— START Data supplied —

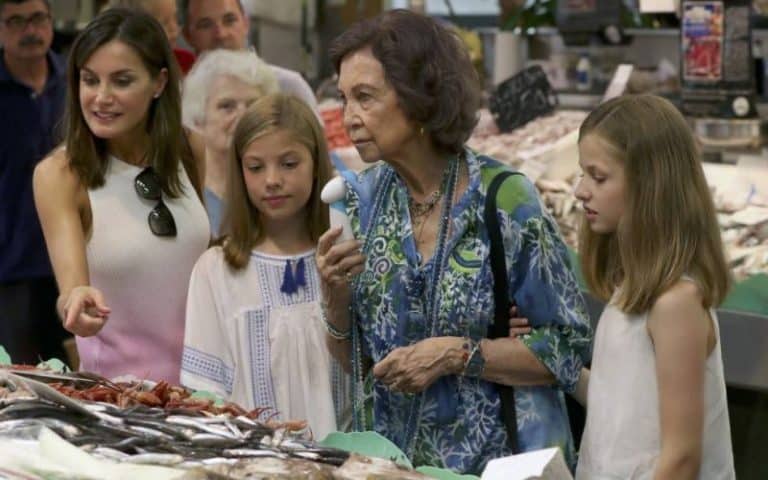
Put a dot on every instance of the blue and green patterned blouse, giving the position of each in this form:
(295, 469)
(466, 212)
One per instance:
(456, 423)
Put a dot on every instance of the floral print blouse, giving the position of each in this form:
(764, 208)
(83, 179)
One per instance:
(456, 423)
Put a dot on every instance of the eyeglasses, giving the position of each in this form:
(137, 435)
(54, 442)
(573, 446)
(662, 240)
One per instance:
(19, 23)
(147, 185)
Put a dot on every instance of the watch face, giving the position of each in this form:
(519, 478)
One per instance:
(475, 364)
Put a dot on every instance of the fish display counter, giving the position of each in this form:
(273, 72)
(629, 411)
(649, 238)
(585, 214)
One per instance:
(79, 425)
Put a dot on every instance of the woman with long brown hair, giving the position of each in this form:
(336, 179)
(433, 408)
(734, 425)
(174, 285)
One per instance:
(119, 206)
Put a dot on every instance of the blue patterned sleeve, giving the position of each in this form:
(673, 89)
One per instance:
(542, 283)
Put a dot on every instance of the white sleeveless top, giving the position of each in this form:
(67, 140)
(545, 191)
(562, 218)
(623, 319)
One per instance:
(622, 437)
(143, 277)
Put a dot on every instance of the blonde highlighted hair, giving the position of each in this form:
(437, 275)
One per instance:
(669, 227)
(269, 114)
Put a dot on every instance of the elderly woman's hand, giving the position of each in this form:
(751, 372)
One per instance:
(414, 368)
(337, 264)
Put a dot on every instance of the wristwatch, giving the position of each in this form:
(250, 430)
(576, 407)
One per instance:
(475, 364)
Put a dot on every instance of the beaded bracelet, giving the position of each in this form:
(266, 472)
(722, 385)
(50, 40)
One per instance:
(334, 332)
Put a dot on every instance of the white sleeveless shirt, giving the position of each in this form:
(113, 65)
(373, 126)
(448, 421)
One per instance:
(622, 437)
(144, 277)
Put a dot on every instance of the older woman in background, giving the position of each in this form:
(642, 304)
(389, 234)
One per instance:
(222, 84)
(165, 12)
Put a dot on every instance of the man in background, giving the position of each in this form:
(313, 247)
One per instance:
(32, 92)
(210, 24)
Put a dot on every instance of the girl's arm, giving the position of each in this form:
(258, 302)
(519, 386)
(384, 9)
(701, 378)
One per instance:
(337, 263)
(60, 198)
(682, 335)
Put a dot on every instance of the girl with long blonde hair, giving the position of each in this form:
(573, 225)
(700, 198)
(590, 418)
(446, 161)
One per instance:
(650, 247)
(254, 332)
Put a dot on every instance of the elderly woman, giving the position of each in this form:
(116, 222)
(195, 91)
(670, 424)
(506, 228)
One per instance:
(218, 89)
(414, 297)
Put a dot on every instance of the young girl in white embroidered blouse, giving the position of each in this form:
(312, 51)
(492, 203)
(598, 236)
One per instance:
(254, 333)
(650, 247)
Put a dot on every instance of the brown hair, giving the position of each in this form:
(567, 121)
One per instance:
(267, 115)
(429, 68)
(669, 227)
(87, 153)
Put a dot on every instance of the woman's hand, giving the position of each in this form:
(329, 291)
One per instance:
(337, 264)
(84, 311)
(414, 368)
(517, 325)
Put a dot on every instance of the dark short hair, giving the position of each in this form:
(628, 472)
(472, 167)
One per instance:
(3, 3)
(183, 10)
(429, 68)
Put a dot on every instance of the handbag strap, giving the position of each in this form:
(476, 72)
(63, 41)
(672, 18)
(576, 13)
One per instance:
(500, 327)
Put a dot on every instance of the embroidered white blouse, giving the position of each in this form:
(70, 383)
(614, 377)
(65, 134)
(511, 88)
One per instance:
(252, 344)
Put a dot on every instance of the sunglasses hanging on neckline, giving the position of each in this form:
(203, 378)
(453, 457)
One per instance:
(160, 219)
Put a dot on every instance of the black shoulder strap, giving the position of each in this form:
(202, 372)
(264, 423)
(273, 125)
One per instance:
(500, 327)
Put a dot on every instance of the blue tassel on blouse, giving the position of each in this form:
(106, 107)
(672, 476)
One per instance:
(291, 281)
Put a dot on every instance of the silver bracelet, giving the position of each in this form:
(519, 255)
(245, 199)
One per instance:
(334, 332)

— END Data supplied —
— START Data supplied —

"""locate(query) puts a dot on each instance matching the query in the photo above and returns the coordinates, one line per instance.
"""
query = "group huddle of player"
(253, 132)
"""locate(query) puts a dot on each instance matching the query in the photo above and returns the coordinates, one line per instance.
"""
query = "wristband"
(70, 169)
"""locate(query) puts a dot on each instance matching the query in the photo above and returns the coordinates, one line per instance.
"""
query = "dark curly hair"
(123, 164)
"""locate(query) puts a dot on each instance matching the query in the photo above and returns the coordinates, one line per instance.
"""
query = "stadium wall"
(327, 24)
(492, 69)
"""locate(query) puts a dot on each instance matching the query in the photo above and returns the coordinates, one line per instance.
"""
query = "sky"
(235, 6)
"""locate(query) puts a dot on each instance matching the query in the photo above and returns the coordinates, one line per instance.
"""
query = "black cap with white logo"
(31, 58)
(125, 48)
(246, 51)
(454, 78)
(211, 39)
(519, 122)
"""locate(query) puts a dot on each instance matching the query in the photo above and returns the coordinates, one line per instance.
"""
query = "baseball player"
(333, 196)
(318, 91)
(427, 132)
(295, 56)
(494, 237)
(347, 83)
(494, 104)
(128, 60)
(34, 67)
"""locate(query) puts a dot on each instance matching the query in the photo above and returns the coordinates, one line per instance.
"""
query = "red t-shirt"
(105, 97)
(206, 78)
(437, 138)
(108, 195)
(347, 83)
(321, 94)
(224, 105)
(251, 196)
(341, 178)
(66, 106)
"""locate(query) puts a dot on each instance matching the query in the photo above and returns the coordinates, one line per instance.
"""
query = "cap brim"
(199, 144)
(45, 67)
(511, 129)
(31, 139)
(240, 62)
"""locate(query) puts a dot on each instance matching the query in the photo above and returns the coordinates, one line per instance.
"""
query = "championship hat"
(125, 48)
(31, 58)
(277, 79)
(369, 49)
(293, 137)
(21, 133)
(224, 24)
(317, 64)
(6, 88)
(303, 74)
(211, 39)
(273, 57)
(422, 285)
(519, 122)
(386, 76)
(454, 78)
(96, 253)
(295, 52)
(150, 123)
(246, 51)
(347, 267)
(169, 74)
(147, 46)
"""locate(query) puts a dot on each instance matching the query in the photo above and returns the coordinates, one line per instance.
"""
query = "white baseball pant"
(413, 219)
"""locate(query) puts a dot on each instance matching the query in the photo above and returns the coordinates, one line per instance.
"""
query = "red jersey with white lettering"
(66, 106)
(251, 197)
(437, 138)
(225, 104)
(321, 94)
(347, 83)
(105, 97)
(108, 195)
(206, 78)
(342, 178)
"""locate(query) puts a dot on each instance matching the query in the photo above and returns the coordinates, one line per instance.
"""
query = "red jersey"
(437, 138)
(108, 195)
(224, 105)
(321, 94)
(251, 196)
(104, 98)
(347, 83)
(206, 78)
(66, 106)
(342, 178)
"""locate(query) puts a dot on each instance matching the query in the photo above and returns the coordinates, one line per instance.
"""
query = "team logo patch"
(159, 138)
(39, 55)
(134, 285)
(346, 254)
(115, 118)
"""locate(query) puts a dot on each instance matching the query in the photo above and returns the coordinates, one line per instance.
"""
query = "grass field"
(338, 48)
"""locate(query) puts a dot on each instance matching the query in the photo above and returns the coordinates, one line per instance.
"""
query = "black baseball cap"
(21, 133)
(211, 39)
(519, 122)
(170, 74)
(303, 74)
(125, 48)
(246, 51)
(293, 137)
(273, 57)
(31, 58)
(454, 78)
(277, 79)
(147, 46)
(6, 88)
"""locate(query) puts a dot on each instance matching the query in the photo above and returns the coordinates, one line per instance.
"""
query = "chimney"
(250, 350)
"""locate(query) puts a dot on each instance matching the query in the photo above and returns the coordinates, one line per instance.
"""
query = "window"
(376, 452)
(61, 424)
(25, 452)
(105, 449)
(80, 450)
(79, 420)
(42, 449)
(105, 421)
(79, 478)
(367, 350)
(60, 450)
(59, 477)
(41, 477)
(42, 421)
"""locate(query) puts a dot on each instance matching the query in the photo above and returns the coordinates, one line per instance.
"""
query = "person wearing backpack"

— END Data supplied —

* **Task goal**
Return every line of the material above that contains the string "brown". Case counts.

* **Exercise result**
Put a dot on every instance of the woman with long brown hair, giving the position of each in this form:
Put a dot on every instance of the brown hair, giving the position of each in this form:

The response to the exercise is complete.